[begin Given records]

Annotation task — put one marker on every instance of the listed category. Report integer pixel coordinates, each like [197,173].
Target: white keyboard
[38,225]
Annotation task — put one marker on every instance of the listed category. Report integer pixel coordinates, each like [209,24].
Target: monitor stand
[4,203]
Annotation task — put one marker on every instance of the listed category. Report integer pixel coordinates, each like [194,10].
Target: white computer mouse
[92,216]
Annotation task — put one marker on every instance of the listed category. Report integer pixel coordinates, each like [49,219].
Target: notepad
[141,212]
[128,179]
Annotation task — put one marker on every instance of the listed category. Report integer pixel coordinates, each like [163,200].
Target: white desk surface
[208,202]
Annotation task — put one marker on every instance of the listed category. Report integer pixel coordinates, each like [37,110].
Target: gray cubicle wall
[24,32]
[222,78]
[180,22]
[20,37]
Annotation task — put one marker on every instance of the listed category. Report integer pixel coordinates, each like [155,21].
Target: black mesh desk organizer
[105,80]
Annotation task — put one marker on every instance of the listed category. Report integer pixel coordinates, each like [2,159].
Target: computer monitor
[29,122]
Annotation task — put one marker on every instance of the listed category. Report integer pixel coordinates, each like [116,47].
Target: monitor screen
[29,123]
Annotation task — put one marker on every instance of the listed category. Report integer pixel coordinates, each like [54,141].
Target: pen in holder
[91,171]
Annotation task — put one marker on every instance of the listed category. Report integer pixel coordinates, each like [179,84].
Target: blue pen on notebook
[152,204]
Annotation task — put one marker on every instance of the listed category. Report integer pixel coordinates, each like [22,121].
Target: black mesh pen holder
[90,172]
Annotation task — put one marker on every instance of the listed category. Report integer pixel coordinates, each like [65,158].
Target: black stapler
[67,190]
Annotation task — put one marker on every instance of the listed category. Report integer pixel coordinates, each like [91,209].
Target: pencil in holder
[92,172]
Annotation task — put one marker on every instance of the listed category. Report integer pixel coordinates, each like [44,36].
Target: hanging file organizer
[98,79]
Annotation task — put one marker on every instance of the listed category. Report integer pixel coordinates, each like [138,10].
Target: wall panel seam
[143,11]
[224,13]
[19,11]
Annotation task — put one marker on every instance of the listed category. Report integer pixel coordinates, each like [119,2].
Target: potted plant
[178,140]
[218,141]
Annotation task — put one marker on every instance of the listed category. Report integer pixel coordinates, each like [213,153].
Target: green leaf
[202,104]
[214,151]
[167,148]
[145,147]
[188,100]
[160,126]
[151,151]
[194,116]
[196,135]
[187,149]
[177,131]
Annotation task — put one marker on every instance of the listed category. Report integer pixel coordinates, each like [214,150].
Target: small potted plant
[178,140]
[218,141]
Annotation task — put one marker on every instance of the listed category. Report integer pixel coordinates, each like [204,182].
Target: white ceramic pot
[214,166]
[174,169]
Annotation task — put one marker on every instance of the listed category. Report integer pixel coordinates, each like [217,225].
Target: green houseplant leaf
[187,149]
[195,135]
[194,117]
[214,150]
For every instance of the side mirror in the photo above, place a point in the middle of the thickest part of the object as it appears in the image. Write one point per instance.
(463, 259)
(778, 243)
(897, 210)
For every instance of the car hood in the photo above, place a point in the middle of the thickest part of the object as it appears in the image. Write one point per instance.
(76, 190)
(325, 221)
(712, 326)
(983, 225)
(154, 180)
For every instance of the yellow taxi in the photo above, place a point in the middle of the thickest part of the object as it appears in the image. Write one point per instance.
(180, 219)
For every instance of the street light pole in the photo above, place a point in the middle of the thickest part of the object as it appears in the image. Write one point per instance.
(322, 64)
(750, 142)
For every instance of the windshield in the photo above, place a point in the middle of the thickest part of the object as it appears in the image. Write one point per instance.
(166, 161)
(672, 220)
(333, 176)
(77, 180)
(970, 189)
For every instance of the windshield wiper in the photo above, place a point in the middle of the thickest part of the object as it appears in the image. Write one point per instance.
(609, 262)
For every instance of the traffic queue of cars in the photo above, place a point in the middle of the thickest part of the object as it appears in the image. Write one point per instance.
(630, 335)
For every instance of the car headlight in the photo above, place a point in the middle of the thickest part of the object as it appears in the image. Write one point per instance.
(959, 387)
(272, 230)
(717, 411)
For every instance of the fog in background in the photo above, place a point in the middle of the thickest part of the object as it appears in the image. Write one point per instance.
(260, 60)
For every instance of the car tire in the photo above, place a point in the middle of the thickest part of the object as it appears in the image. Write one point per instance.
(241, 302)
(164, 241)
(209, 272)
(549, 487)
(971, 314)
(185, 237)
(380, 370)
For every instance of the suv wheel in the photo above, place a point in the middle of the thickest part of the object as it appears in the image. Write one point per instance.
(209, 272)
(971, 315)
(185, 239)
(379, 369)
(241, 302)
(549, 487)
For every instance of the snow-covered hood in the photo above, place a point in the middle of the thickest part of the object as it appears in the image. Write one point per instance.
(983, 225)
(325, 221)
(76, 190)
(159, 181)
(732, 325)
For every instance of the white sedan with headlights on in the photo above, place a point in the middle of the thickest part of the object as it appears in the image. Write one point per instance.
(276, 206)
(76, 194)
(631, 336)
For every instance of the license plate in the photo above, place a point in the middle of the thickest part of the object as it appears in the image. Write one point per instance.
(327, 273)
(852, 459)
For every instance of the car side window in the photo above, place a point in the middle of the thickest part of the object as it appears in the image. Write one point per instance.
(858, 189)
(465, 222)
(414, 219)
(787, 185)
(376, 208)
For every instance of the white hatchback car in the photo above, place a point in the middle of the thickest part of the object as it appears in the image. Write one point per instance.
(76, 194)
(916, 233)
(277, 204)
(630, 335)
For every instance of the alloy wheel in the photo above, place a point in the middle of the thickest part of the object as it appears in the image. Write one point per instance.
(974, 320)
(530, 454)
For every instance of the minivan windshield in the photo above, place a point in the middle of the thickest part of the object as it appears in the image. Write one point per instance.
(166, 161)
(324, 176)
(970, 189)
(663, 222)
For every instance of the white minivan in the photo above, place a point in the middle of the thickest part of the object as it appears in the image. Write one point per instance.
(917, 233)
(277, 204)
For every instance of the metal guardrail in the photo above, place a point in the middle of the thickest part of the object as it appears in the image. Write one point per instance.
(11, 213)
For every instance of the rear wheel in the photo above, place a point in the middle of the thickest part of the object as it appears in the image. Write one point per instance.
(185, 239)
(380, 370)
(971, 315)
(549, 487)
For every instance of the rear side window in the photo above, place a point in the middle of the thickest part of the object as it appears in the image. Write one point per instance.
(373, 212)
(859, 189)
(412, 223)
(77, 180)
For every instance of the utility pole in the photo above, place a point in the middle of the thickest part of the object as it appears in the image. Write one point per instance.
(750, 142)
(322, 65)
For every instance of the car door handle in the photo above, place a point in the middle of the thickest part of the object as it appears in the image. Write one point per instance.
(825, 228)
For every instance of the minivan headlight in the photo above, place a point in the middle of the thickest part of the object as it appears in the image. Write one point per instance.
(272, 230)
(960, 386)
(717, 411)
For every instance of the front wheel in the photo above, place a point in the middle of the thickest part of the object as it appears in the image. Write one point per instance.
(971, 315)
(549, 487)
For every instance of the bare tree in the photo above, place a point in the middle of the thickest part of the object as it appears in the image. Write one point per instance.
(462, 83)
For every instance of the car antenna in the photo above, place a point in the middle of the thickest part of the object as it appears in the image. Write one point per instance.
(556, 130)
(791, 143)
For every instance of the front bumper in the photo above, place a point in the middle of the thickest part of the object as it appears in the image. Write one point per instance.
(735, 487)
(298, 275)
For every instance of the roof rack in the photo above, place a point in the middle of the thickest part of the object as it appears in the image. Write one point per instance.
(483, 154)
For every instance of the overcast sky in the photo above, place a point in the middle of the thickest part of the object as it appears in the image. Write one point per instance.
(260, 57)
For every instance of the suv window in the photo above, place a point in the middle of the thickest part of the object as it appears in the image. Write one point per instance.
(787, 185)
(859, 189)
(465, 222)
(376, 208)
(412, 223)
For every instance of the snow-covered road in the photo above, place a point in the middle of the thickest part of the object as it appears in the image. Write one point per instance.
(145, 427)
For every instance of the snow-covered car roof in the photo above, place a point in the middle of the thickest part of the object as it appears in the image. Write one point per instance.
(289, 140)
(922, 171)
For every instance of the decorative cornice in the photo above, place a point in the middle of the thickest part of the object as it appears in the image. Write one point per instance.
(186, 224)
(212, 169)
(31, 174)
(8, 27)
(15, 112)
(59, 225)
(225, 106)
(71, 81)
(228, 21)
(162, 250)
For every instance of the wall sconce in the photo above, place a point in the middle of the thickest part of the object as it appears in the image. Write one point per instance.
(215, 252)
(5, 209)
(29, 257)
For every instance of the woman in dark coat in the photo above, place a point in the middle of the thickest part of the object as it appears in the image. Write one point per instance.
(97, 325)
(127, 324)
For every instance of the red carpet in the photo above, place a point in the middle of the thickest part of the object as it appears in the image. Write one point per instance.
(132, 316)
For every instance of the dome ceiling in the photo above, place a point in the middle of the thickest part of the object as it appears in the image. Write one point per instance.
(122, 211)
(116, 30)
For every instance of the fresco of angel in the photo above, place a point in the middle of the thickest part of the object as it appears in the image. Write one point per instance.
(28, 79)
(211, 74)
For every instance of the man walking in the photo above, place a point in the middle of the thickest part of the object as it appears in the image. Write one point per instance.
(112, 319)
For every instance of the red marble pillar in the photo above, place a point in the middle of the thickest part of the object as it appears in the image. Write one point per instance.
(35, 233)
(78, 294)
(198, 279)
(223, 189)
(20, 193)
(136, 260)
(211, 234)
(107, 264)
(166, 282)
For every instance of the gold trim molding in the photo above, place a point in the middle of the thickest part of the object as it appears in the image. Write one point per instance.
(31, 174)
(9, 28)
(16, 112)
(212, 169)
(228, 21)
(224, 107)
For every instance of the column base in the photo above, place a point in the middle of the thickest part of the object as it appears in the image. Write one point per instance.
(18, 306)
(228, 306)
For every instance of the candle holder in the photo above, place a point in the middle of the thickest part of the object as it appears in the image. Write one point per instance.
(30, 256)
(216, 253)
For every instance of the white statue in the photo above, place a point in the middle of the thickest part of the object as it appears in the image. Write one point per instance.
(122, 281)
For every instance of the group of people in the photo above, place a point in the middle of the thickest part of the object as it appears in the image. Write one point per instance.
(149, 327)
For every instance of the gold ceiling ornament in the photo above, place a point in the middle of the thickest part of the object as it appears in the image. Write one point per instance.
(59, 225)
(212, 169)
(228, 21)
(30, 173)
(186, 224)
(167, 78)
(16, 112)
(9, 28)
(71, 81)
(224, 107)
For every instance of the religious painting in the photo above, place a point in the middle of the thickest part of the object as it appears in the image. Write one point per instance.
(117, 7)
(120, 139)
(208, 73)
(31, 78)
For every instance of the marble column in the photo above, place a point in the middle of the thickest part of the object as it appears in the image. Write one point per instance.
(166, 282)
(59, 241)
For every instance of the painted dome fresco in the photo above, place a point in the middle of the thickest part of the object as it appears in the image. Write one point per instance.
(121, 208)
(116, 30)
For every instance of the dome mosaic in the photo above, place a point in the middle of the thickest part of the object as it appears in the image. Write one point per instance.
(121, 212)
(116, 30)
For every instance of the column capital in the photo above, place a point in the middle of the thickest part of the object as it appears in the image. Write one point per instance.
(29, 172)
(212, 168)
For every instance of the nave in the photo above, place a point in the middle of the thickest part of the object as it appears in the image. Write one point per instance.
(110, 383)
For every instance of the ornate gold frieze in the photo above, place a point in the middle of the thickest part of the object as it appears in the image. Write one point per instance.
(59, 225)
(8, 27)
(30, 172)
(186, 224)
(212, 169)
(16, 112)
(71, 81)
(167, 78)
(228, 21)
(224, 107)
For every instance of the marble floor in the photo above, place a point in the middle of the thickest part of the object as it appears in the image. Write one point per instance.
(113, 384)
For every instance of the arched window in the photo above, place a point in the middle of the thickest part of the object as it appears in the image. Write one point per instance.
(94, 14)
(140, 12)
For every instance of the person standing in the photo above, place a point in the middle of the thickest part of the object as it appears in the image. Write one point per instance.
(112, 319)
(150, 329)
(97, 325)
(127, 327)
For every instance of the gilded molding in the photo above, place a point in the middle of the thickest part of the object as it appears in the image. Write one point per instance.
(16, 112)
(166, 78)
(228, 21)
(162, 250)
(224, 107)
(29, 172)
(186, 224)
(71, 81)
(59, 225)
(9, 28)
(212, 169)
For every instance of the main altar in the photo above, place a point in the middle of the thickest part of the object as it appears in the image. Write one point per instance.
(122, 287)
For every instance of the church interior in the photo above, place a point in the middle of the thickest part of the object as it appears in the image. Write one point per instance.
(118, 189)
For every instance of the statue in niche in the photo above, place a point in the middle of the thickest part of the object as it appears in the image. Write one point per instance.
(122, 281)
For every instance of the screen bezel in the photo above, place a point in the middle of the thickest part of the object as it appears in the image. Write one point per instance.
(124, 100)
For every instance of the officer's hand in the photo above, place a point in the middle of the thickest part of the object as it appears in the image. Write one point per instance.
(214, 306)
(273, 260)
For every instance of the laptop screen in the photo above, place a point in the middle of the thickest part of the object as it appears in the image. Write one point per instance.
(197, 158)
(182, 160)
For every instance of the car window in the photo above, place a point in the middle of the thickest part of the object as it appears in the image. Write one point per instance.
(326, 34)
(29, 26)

[end Given records]

#### Work instructions
Repeat, word for word, every line from the line that contains "For every instance of the statue" to the end of the entries; include both of those lines and no others.

#### The response
For every instance of the statue in niche in the photo above, place a point in the middle of the thickest part of the object as it appears in the image. Write one point per instance.
(122, 281)
For every instance of the screen bezel in the photo above, place a point in the middle of the thickest part of the object as it appears in the image. Write one point per instance.
(124, 100)
For every instance of the officer's hand in the photo above, place a point in the middle of the thickest part of the object as it appears in the image. Write one point per instance.
(214, 306)
(273, 260)
For every instance of the laptop screen in the photo above, place a point in the middle of the thickest part of the object as it appears in the image. Write one point per instance.
(197, 158)
(182, 160)
For every instance of the car window in the photo above, place a point in the middle of the thickest part of the object as it appears in the image. Write one point per instance.
(326, 34)
(29, 26)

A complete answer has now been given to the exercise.